--- DATA TO PROCESS ---

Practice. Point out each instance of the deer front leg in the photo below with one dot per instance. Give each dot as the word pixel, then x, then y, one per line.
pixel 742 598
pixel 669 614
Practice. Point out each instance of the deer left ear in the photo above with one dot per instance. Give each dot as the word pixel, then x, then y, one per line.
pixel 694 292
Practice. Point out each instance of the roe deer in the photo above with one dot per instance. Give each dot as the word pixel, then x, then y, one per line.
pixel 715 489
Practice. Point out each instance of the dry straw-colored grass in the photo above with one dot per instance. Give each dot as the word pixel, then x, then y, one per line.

---

◆ JOB
Rewrite every line of the listing above as a JSON list of strings, one string per line and no strings for blank lines.

◆ SOLUTION BELOW
[
  "Practice. Point out each instance of the deer front leg in the photo below with one dot per instance. Give each dot as the word pixel, then x, then y, one per line.",
  "pixel 742 598",
  "pixel 669 614",
  "Practice. Point out each instance of the deer left ear in the photo above with one dot per instance. Give each dot as the word pixel, then x, then y, one per line.",
  "pixel 694 292",
  "Practice. Point out each instance of the roe deer in the photo above with one dot per instance. Give each dot as the word pixel, then x, then y, one per line.",
  "pixel 715 489",
  "Practice. Point out each instance of the dry straw-colored grass in the photo above with one dot per instance. Give each dot as the word pixel, then x, then y, one per line."
]